### [Short task]
Transcribe the lines of the entries below exactly, starting at the line that contains "where the exposed" and ending at the line that contains "[0, 63, 236, 180]", including both of those lines.

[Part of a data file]
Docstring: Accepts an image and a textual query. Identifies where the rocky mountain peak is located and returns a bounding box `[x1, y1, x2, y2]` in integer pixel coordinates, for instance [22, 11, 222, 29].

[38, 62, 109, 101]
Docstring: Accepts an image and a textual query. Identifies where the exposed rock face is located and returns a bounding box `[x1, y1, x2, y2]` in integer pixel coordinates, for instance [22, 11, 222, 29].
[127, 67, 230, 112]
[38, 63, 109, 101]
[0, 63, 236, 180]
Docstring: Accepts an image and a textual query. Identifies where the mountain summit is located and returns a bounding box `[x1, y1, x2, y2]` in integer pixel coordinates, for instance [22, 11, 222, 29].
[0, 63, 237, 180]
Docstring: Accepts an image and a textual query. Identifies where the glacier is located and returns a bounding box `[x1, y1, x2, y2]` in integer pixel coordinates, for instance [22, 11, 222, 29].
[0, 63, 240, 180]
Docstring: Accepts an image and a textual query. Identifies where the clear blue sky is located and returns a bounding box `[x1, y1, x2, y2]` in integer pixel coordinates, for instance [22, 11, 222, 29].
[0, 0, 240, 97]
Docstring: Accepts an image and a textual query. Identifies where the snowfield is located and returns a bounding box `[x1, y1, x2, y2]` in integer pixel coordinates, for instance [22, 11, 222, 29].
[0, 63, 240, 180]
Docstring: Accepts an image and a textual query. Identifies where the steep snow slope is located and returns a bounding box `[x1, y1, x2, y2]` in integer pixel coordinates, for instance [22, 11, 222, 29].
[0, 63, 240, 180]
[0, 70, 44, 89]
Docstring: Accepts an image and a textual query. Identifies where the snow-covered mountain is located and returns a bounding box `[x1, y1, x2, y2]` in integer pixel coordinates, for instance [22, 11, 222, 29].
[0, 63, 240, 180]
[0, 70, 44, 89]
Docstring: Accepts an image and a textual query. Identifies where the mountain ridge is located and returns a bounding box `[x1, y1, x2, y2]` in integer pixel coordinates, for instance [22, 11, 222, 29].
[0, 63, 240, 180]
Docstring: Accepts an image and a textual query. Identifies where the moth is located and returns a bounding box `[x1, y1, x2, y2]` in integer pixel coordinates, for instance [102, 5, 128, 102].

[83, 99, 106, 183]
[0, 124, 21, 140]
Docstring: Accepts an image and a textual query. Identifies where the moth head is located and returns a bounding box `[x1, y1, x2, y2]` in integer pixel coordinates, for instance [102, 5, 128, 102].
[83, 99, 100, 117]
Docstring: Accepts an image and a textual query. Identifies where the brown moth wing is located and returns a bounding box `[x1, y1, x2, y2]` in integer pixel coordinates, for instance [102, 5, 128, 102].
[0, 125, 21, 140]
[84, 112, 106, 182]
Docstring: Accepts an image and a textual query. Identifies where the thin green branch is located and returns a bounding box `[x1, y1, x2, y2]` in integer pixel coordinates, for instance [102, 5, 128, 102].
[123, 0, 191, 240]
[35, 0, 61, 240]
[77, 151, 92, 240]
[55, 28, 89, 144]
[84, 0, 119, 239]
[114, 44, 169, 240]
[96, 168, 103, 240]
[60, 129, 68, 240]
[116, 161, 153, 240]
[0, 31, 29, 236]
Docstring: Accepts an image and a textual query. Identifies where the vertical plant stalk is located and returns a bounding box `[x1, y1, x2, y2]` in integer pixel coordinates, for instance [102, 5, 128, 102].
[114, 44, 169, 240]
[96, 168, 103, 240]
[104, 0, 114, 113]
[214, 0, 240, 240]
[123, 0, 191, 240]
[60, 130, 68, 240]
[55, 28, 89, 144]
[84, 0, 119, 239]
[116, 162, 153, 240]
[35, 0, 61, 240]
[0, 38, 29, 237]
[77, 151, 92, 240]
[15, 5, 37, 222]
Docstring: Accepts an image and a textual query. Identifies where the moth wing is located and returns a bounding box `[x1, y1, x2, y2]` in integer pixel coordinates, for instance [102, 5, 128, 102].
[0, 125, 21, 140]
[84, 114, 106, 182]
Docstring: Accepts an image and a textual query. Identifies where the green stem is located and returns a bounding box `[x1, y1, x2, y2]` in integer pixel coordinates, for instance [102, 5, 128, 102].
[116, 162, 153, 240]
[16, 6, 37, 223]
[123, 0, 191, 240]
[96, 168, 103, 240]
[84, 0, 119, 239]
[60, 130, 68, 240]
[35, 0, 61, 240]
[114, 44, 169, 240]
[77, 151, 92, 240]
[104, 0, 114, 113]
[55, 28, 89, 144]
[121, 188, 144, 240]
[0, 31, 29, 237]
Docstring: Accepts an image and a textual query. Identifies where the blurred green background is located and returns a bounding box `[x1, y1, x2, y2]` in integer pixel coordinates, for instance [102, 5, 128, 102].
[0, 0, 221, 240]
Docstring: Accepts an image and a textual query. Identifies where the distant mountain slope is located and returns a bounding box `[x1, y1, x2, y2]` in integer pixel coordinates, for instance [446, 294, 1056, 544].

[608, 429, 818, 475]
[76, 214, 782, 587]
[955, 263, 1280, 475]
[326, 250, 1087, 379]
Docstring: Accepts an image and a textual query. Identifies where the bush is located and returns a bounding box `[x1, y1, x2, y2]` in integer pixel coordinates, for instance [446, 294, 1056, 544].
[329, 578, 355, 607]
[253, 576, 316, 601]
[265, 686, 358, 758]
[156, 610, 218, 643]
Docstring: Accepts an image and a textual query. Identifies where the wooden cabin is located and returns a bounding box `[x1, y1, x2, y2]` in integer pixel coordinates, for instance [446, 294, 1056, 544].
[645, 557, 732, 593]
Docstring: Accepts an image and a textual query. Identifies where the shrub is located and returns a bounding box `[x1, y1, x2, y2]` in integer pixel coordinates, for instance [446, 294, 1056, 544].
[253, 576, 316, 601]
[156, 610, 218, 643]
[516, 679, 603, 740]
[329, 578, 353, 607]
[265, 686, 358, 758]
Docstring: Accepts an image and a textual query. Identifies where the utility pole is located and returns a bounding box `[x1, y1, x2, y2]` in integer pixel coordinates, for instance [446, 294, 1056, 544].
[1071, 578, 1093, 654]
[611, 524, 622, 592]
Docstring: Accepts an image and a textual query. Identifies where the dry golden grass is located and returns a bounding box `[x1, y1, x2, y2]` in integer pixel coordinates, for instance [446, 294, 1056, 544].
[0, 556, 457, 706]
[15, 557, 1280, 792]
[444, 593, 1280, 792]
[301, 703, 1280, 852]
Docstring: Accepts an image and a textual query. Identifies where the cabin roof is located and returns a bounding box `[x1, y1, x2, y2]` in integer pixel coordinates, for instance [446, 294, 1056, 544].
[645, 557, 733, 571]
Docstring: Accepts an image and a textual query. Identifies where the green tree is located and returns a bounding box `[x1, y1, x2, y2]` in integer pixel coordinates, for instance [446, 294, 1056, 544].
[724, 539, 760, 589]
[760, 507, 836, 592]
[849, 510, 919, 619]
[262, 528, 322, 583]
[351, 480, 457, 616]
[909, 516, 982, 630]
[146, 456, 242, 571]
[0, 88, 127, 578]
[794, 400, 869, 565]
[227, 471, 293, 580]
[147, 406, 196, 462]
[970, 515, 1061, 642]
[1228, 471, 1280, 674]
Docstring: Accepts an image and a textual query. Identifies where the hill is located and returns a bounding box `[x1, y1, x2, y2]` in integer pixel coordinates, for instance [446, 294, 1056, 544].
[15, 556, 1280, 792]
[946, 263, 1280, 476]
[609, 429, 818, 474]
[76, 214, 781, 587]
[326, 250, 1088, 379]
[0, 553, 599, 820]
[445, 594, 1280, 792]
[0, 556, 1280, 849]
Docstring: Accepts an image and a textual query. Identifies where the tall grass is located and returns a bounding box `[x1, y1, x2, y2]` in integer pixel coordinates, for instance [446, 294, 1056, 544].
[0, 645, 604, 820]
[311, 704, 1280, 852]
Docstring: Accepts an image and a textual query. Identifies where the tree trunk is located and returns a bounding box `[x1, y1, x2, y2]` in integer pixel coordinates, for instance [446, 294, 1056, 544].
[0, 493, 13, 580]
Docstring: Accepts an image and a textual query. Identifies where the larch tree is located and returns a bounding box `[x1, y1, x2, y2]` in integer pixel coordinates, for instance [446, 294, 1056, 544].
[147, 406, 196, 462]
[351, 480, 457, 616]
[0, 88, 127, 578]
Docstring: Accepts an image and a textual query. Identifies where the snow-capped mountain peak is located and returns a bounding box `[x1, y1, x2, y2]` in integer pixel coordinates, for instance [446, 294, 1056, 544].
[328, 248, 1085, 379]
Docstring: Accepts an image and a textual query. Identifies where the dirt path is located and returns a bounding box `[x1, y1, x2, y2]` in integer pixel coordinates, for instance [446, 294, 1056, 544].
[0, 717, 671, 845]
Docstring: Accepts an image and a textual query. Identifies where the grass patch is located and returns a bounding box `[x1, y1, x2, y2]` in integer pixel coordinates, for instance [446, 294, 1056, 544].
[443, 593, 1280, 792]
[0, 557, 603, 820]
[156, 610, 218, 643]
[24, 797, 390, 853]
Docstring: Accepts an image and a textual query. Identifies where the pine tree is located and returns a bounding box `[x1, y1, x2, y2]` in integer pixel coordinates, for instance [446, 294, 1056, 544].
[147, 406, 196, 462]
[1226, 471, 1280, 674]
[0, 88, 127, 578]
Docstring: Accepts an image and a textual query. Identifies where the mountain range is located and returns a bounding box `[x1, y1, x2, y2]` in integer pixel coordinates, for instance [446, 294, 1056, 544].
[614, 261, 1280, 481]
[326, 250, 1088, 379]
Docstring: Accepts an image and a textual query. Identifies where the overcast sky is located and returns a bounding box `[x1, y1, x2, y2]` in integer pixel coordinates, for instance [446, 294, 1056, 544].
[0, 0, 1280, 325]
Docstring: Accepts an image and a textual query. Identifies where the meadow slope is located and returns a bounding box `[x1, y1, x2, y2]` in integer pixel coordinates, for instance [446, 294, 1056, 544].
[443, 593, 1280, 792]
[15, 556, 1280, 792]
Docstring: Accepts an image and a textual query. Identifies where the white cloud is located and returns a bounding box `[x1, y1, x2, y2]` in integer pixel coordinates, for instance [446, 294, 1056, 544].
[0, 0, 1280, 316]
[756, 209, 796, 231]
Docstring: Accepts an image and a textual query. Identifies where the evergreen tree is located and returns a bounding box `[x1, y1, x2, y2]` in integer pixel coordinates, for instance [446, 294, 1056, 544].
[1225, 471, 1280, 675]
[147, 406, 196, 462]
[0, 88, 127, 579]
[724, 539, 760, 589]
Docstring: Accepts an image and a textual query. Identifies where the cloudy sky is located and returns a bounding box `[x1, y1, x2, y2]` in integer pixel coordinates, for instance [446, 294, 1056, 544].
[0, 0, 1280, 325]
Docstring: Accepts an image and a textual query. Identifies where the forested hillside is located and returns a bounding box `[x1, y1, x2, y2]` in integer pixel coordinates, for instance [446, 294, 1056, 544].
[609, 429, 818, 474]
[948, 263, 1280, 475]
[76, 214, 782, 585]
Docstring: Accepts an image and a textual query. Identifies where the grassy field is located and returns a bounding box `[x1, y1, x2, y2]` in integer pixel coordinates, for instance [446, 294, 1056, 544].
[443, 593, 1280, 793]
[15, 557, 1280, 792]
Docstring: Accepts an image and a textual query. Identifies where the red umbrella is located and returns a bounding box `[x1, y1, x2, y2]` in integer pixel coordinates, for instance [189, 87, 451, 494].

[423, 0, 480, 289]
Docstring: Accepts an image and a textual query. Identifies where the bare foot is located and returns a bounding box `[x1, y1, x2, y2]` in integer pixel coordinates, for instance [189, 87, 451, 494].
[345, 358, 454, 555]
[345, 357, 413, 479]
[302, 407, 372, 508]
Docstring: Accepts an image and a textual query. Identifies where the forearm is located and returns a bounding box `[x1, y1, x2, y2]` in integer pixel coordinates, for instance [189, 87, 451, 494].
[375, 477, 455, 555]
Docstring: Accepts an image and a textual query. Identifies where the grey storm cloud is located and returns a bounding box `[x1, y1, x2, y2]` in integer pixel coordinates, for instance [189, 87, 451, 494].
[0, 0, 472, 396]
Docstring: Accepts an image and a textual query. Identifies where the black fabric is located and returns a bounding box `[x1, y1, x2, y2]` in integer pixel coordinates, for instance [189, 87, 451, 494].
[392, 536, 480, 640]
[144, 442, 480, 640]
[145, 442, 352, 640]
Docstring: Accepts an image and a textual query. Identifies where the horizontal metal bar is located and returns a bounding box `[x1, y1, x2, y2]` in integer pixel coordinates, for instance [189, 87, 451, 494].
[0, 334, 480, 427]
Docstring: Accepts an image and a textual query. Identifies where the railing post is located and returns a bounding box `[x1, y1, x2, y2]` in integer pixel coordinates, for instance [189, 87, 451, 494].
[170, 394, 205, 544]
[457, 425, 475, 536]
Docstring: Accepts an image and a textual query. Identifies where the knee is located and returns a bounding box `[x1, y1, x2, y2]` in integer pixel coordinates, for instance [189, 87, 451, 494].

### [Problem solution]
Docstring: Accepts an image and a textual query. Identifies where the exposed rock face is located and returns a bounding box `[x1, y1, x2, y2]` in integer pixel coordinates, for instance [22, 11, 222, 29].
[127, 67, 230, 112]
[38, 63, 109, 101]
[0, 63, 236, 180]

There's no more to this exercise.